But LeGuin did not imagine a world in which near-instantaneous and near-universal digital communication enables money to do what it always wants to do. And here we turn to the novel I just quoted, Adam Roberts’s By the Pricking of Her Thumb.

Adam Roberts is a novelist of ideas, and I want to put equal stress on both of those terms: novelist, ideas. His books tend to be deeply reflective, serious and detailed and nuanced in their conceptual explorations, but those explorations are always embedded in really good stories — and cannot be simply extracted from those stories. That creates problems for someone who wants to write about his books without spoiling them for other readers. So if the discussion that follows is somewhat elliptical, that’s because I want you to read the book.

In this novel, four persons of great wealth have entered into an uneasy alliance in the hopes of achieving absolute wealth: to control nothing less than all the money in the world. The alliance is uneasy because the ultimate goal of each is to take everything from the others: to be the one rich person in a world of paupers, or at best dependents. The question is this: by what means might absolute wealth be acquired. The Fab Four have different ideas about that, and interestingly different ideas, but what they all come down to is this: seeking for ways to make every human relationship, every human desire, fungible — translatable into currency. One character here asks another, “You’re on the money can buy you love side of the debate?” And the other character answers: “I think love is the only thing money is any good for.”

But these Four are not the central figures in Roberts’s story, because the view from above does not interest him as much as the view from below. The protagonist of the book, a private investigator named Alma — she was also the protagonist of an earlier book, The Real-Town Murders — meets some of the Four, but her world could scarcely be more different from theirs. The flip side of absolute wealth is absolute precarity, and Alma is asymptotically approaching that even as the Four draw closer to their great goal. Increasingly Alma understands her life, and every aspect of her life, as shaped and formed by unpayable debts. Which means that the whole of her experience becomes a meditation on money — and its lack.

Grief, she saw now, was a mode of money. Death was a mode of money. Not, of course, the positive, cash-in-the-bank, the active fiction of money that the economic system painted so faux-optimistically. But that had never been the truth about money, had it? Money, by population mass, was debt, and debt was the key trope of negativity, and absence, and lack. Lack drove the economy, compelled people into work and ensured their persistence, lubricated the flow of capital and investment and liquidity. The whole system was a spider’s web stitched together, with a kind of tender fragility, over the empty mouth of debt, down which the wind was sucked.

Listing ->

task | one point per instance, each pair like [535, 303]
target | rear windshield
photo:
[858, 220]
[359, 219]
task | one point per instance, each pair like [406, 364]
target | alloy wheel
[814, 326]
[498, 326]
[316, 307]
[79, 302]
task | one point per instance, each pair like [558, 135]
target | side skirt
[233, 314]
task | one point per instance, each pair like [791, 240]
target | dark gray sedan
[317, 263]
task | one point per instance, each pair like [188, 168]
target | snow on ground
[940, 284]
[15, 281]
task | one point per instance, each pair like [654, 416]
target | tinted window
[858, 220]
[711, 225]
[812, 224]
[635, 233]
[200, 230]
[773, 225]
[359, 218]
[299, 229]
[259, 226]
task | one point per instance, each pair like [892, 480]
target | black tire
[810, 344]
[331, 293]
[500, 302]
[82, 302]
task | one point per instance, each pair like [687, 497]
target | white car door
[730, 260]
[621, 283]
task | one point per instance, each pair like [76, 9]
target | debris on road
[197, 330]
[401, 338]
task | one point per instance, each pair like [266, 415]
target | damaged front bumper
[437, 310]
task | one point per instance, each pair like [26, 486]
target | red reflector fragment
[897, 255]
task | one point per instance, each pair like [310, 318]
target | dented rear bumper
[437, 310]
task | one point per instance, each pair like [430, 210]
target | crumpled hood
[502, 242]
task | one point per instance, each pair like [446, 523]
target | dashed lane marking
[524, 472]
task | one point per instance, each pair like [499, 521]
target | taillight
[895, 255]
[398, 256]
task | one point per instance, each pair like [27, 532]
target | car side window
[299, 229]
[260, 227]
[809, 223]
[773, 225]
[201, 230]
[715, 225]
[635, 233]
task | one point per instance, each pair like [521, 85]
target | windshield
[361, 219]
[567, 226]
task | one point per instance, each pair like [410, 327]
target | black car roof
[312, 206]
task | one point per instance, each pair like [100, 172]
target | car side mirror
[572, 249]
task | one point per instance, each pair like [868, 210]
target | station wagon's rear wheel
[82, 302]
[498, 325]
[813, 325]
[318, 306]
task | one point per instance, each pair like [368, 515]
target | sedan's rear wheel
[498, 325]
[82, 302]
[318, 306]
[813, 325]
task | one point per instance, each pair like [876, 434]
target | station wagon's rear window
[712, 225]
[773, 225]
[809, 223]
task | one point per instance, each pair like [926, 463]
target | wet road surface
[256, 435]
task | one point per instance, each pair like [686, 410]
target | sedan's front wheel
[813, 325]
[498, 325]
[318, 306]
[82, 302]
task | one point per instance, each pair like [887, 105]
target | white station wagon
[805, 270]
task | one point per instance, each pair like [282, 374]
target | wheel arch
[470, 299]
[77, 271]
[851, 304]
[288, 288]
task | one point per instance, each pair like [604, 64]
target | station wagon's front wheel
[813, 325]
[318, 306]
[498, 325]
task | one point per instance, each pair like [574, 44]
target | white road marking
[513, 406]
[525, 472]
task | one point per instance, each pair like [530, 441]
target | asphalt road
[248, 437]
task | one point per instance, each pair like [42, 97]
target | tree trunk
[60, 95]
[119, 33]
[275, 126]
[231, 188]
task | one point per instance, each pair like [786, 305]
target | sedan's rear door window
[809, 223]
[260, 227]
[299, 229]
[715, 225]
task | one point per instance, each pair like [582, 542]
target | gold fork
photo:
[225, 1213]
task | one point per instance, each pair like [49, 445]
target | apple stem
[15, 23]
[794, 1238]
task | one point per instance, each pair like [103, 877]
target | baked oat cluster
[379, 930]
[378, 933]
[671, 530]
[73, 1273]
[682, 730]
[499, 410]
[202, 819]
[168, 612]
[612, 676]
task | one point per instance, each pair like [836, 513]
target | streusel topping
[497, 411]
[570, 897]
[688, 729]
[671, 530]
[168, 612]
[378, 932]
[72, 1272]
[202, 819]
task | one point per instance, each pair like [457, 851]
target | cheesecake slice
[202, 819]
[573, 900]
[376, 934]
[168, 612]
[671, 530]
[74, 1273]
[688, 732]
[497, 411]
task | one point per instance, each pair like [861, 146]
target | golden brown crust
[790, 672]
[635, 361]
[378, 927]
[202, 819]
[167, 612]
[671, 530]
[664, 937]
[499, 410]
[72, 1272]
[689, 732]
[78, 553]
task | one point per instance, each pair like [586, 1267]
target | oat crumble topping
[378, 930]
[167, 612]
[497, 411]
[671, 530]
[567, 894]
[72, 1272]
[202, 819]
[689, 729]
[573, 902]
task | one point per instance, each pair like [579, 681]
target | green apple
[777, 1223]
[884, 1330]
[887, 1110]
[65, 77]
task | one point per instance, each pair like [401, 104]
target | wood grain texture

Given instruction 1 ->
Answer these from the passage on Adam Roberts's novel.
(a) What is the protagonist's name and occupation?
(b) In which earlier book was she also the protagonist?
(c) How many persons of great wealth form the alliance seeking all the money in the world?
Given instruction 2 -> Carry on the essay about Adam Roberts's By the Pricking of Her Thumb from the point where it stops.
The material plays no part here.

Result 1 ->
(a) Alma, a private investigator.
(b) The Real-Town Murders.
(c) Four.

Result 2 ->
All this is reminiscent of David Graeber’s 2012 book Debt: The First Five Thousand Years, and in that wide-ranging and fascinating book Graeber cites an anthropologist and former economist named Philippe Rospabé who makes the provocative comment that money arises “as a substitute for life.” If you give me life, if you sustain my life, if you save my life, I cannot replay you directly — cannot repay you in, as it were, the currency of the benefit you provided. Money, then, as Graeber puts the key point, “is first and foremost an acknowledgment that one owes something much more valuable than money.” John Ruskin famously wrote — a line cited in Roberts’s new novel — “There is no wealth but life,” which may well be true, but would equally be true to say that there is no debt but life.

In this morally fraught context, the very thing that makes money useful — its fungibility, its ability to be converted — abstracts it to some degree from our lifeworld. As our currency moves from (say) chickens to cowrie shells to gold coins to paper bills to binary digits readable on our smartphones, money extracts itself from its human context — it becomes in an eerily powerful sense autonomous.

In Charles Williams’s strange poetic sequence based on Arthurian legend, Taliessen through Logres, one poem describes King Arthur’s building of a mint and issuing of coins. “Kay, the king’s steward, wise in economics,” is pleased:

Traffic can hold now and treasure be held,
streams are bridged and mountains of ridged space
tunnelled; gold dances deftly across frontiers.
The poor have choice of purchase, the rich of rents,
and events move now in a smoother control
than the swords of lords or the orisons of nuns.
Money is the medium of exchange.

But Taliessen the poet is horrified: “I am afraid of the little loosed dragons” — the dragons, representing King Arthur Pendragon, stamped on the coins — because “When the means are autonomous, they are deadly.” The coins both represent the King and substitute for him: an abstract fungibility is meant to extend but ultimately threatens to replace the personal presence and authority of the monarch.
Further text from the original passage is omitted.